Please restate the entries below word for word, leaving out any pictures.

- - -

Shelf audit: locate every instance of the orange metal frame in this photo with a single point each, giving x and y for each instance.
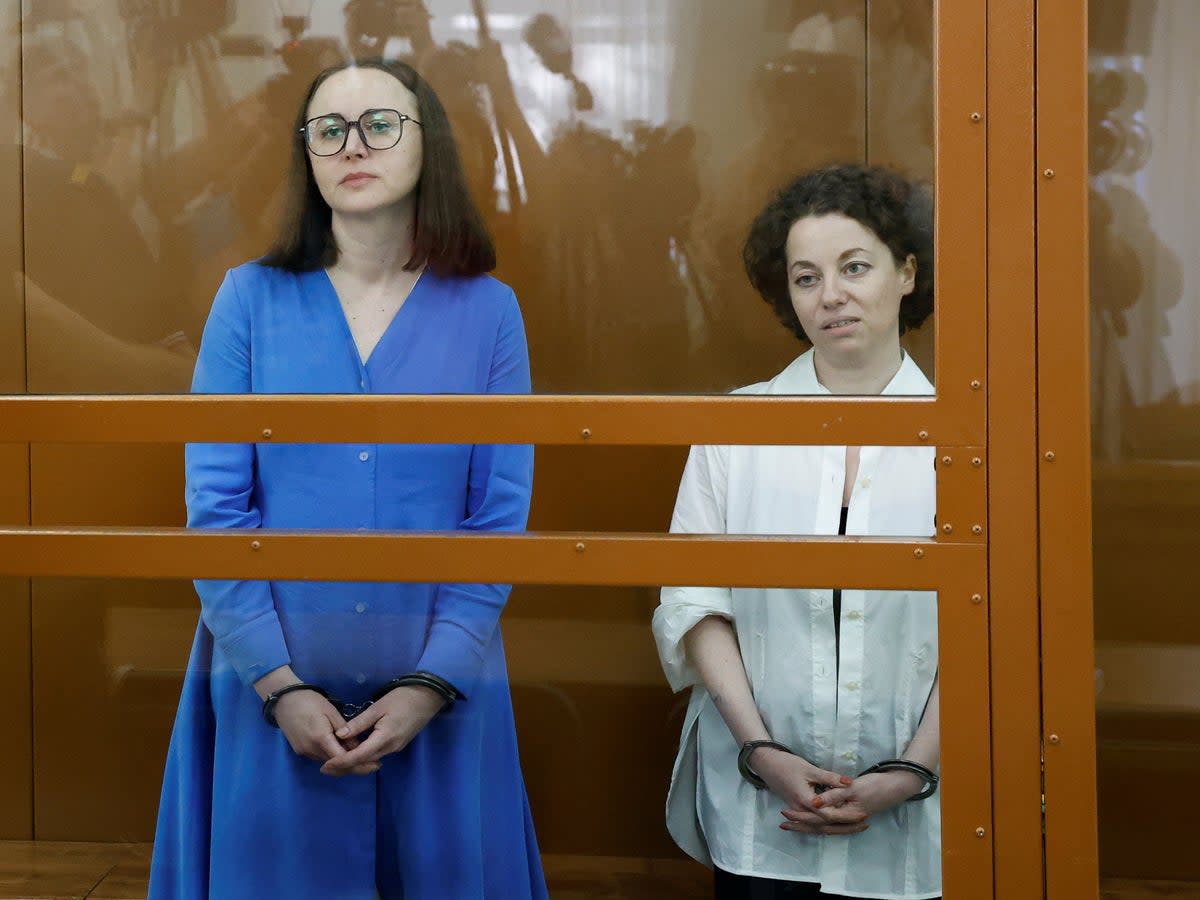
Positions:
(983, 421)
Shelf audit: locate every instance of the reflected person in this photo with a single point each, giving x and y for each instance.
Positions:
(823, 703)
(355, 739)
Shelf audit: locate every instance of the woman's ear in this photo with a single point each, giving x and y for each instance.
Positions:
(909, 275)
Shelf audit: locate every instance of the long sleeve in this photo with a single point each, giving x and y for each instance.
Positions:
(501, 483)
(221, 495)
(700, 509)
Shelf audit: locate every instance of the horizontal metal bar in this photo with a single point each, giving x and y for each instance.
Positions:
(549, 558)
(540, 419)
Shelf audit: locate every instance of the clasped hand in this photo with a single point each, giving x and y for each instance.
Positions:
(821, 802)
(316, 730)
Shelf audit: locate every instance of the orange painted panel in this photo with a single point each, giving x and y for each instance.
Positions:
(1012, 463)
(16, 753)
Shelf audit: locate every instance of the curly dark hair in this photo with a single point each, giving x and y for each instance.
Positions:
(898, 211)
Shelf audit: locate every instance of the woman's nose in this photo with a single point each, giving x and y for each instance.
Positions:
(832, 292)
(354, 143)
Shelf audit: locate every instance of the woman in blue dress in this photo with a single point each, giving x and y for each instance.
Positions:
(282, 780)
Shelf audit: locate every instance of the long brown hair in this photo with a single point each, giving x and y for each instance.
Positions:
(450, 237)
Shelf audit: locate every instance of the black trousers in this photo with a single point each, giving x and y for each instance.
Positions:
(745, 887)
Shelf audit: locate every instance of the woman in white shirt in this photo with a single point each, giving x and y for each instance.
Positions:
(798, 693)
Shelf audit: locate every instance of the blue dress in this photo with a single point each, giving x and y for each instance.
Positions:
(447, 819)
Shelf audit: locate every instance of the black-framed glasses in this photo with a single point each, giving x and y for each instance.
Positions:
(378, 129)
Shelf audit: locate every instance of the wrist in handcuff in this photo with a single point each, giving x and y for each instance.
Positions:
(442, 688)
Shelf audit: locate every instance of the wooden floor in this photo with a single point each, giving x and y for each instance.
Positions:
(46, 870)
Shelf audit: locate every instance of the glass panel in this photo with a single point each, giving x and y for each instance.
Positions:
(1146, 432)
(618, 150)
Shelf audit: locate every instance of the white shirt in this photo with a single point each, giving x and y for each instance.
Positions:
(840, 720)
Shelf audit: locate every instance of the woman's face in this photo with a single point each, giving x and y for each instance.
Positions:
(360, 180)
(846, 289)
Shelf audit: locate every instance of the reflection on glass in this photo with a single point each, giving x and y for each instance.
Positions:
(618, 156)
(1143, 75)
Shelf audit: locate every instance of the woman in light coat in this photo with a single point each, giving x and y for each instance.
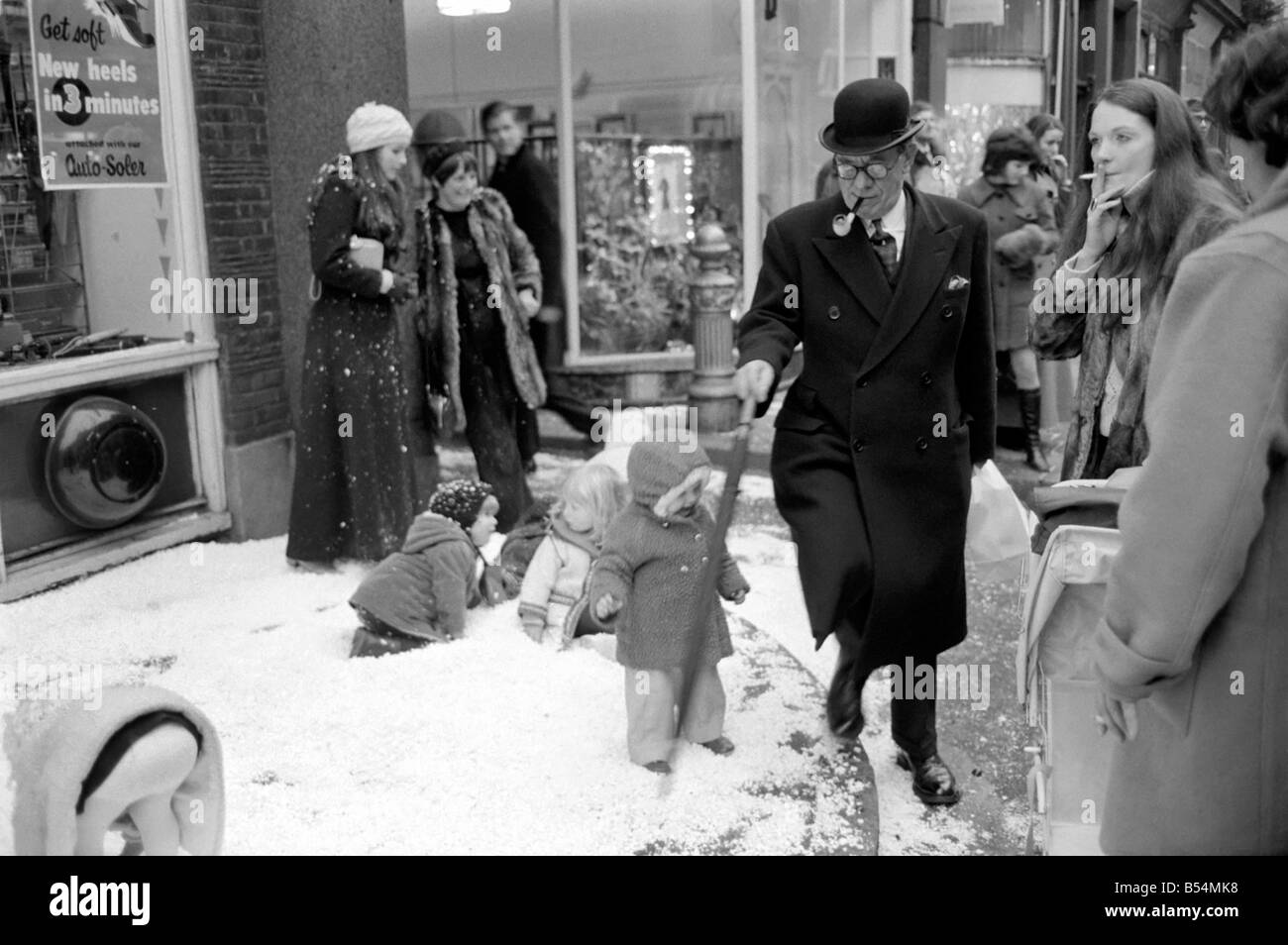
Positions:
(1193, 653)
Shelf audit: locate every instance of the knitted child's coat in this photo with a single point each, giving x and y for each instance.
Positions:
(653, 561)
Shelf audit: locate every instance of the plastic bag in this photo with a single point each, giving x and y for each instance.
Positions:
(997, 527)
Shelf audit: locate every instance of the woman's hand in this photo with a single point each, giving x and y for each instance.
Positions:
(1102, 219)
(528, 301)
(403, 288)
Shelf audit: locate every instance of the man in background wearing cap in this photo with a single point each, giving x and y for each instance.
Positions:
(889, 291)
(529, 188)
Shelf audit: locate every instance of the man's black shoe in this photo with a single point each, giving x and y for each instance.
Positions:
(931, 779)
(845, 704)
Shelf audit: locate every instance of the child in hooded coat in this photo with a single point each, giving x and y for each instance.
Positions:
(554, 584)
(420, 593)
(647, 586)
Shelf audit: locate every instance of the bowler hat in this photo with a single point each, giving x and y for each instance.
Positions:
(868, 116)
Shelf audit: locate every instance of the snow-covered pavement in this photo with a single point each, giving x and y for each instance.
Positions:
(490, 744)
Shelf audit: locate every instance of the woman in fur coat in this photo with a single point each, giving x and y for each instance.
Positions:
(480, 284)
(1020, 230)
(355, 483)
(1192, 654)
(1154, 200)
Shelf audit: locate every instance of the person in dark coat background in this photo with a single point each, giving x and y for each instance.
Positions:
(889, 291)
(480, 284)
(355, 486)
(532, 193)
(1020, 230)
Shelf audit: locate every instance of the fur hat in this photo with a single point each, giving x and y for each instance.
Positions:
(437, 154)
(460, 501)
(1009, 145)
(658, 472)
(373, 125)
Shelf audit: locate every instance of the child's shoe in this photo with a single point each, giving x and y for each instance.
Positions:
(719, 746)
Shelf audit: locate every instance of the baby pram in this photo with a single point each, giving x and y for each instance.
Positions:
(1074, 548)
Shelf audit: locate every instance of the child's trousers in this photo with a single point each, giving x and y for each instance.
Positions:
(652, 700)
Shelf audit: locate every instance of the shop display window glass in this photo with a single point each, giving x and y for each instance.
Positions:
(77, 267)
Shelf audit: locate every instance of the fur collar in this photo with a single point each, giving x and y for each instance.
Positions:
(493, 232)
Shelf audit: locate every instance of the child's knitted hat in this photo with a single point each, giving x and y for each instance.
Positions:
(460, 499)
(660, 469)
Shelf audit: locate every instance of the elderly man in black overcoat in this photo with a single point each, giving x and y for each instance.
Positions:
(888, 288)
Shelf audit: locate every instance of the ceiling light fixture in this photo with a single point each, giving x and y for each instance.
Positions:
(472, 8)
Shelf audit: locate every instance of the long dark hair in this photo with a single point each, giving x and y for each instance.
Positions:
(1183, 180)
(1248, 95)
(384, 202)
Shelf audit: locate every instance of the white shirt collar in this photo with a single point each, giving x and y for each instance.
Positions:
(896, 219)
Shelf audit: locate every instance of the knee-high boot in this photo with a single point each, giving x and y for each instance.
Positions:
(1030, 417)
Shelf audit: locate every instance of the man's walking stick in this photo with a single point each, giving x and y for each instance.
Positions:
(707, 595)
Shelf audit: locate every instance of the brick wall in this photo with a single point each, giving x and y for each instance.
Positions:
(231, 97)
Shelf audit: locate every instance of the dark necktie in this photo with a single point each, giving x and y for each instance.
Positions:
(887, 250)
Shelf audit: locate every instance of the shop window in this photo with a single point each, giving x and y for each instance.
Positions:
(77, 266)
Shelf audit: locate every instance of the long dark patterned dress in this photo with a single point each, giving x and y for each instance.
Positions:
(490, 399)
(355, 481)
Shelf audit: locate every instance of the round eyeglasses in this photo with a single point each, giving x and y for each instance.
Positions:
(849, 171)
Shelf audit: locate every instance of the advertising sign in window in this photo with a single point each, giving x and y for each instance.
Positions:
(97, 94)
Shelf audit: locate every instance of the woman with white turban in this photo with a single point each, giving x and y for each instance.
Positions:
(355, 481)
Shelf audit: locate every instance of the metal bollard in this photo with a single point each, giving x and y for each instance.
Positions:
(709, 300)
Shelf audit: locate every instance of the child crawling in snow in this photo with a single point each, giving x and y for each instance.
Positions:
(554, 584)
(420, 593)
(647, 584)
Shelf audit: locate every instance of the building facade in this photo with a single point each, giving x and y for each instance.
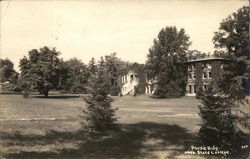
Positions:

- - -

● **Your solution**:
Shelf audit: locate every instance of the orange metal frame in this photo with a single point each, giving x and y for each instance.
Positions:
(983, 421)
Shelf audit: locate every instance of the reflected person in this photo with a single point each, giving x and y for each instance.
Positions:
(823, 703)
(355, 739)
Shelf audit: locate every instance of the woman's ear in this photo with a single point each, giving x and y for each instance.
Positions:
(909, 275)
Shelf audit: locate every instance of the long sleeve in this photo with a single point each, giving x and y for each instance.
Positions:
(501, 483)
(221, 495)
(700, 509)
Shelf audit: locate every instance of the horizontal metal bar in this photo with a single point each, giving x and y for each instance.
Positions:
(549, 558)
(540, 419)
Shelf audit: locate every instance of the clasped hand in this photo with a single point each, giving x and y for each instance.
Positions:
(821, 802)
(316, 730)
Shelf audit: locate every instance of the orange painted panel in this photo with a single point each, giving x and y for each instance.
Positions:
(1012, 463)
(16, 753)
Shelf audit: locate every instance of the curly dark hair in this photo with a single point each, giving x and y for each instance.
Positions:
(898, 211)
Shelf audit: locate every instance of the woman's nose in this photo with a single point each, giving x and y for each instance.
Positions:
(832, 292)
(354, 143)
Shelf audit: locate every instance of the woman in blue dress in this photo with a single point each, giving x and y for each instance.
Positions:
(282, 780)
Shelf audit: locate every instance of the long brown hair in this photo with a single point each, giving x and y for each instance.
Positions:
(450, 237)
Shelf audit: locate every instance of the black trousers in this photo with a single point each, giving x and y for each instance.
Positions:
(745, 887)
Shelf audit: locate every instance of the woman in white shirt in this photo with a single point each, giving x and y for each instance.
Positions:
(798, 693)
Shelf audit: locate every instance of the blue dress in this photo with a single point each, giving x and y for each instance.
Positions:
(447, 819)
Shelf audit: locate every instance of the black-framed glasses in this photo with a single point each, giving x and y for each instance.
Positions:
(378, 129)
Shelf audit: locate every instance of the wrist in handcuff in this photo with a single point each, giving x and y for each instance.
Positions:
(442, 688)
Shelf audit: locate every instance of the wooden floor in this photo with a single point each, giving x and y for each instance.
Positions:
(46, 870)
Shelf audit: locate every instance of the glass panel in this photo with a single point each, giving x and y for each instance.
Positions:
(1146, 432)
(618, 150)
Shelf audit: locate every instance of the white shirt in this photo with a single point each, giving x and y for each instance.
Positions:
(840, 720)
Shelf audit: locate every instance of the woman's face in this photo with a single point each, giving x and y for each instance.
Positions:
(360, 180)
(846, 289)
Shelf audit: locate every instance of the reflection on glass in this photo with a single point each, giving x and y for each instance.
Positions:
(618, 156)
(1143, 75)
Shelf audit: locate every instance of the woman in light coat in this photo with a single point each, giving x and y for each instance.
Positions:
(1193, 653)
Shelf audit: locate every instance of the knitted child's coat in this photo with a single point each, giving x and y for each instance.
Positions:
(653, 561)
Shelf audit: locate every instance of the plastic bag in this photo with a single point each, giving x and y for each instance.
Positions:
(997, 527)
Shelf audit: locate every instance of the woman's hand in this photo with a single point each, giving x and y for each instance.
Positions:
(1102, 219)
(528, 301)
(403, 288)
Shelf audit: locate every instance of the man in background wearing cap in this photo with a single point each, giving x and y for each instance.
Positions:
(889, 291)
(529, 188)
Shelf audit: locate every instance of the man's black shoe in this photo with a single point each, giving x and y for each instance.
Positions:
(931, 779)
(845, 704)
Shelf audit: locate every instance of the child in hooded coat in this photo with a single point each, giving x and y for each instance.
Positions:
(554, 584)
(420, 593)
(647, 586)
Shelf audit: locate every instance of the bowler hat in this photo with a single point each, giving x and y for each instance.
Positions:
(868, 116)
Shelf audit: locate every instance of the snow-covered pavement in this photo with a single point each, giving x and y for each instance.
Positions:
(490, 744)
Shelf audit: locate every instance of the woman in fur coat in this photo with a single point each, giving x and y for each instance.
Positions:
(480, 284)
(1020, 230)
(355, 483)
(1192, 654)
(1154, 200)
Shelf audit: locate every instance of the person in dark coat background in this photo with a single point each, giving x and y for each instance.
Positions:
(889, 291)
(480, 284)
(355, 486)
(532, 193)
(1020, 230)
Shelf audit: locate every instance of the fur hat in this photo with a single point each, giving x and y for each instance.
Positions:
(437, 154)
(460, 501)
(1009, 145)
(658, 472)
(373, 125)
Shelf audit: locate every instance of the child's shoe in this photo with a single point each, giving x and y for each instance.
Positions:
(719, 746)
Shelf audit: locate every instance of the baby pram in this photo with a single point each, giving x and y for each instance.
Positions:
(1074, 548)
Shelf audit: locate every instance of the child's trousers in this photo with a single point each, giving x and y for each instance.
Positions:
(652, 700)
Shelf audit: locate every instance of the shop display window glass in this photo with a single point each, giving x and y for each instance.
Positions:
(77, 267)
Shelf audit: locate every instance of the fur collar in this photo with a single point each, giving x and y for each instance.
Positions:
(493, 232)
Shelf audit: locate every instance of the child's knitted hat in this photo with a single point each, giving x and y for each instance.
Positions:
(460, 499)
(660, 469)
Shelf audit: locate every instance of the elderly man in black overcoat in this photo with a single point each, giving x and y for each instance.
Positions:
(888, 288)
Shelf audit: locate every instance of the ceiling light fixture in this photo with a single point each, giving x and y for each instance.
Positions:
(472, 8)
Shelf audit: locate every instance of the long dark hair in this photo with a single point each, giving x and y for each instance.
Positions:
(1183, 180)
(1248, 95)
(384, 202)
Shelf audit: locate every instance of the white shirt collar in this photo with a single point each, giving x and y for each instance.
Positions:
(896, 219)
Shelf audit: locate every instance of the knee-high boot in this photo with a single point each, giving x and y for each instance.
Positions:
(1030, 417)
Shelf audit: locate every instance of the man's walking stick in this photo with a single point each, giving x and y for each instance.
Positions:
(707, 595)
Shelf audit: locate every instance of the brick wall in this photo with a single point each, giving x and y for each instance.
Positions:
(231, 97)
Shelf audit: locate every instance of the dark necktie in this photo with a single point each, giving x and y for each instance.
Positions:
(887, 250)
Shelf audit: locate every instance of the shop window in this photo with a single point each, giving x and y for each instance.
Positions:
(77, 266)
Shelf audit: locate every instance of the long dark patterned dress in this photo with a single point each, giving x and y for each instance.
Positions:
(490, 399)
(355, 481)
Shelf audit: locate every instance of the round eyeglasses in this photo with a single point each, giving x and y for each instance.
Positions:
(849, 171)
Shelf audit: locate every instance of the advertising sign in window in this photo with a single point each, giving x and y for each instance.
Positions:
(97, 94)
Shelf audit: locate every instance of the woman with white turban in this photo with a single point each, giving x and y for each instance.
Positions:
(355, 481)
Shelf audit: locate every instance of the metal bollard in this photo with a single point each, giving x and y for each instance.
Positions:
(709, 300)
Shelf audit: locate every instance of the child crawling in snow in this photo with a single point each, giving x and y for each instance.
Positions:
(554, 584)
(420, 593)
(647, 584)
Shelf audit: locate every instance of the building facade in this photo with a single point each, giving x and y for each instance.
Positions:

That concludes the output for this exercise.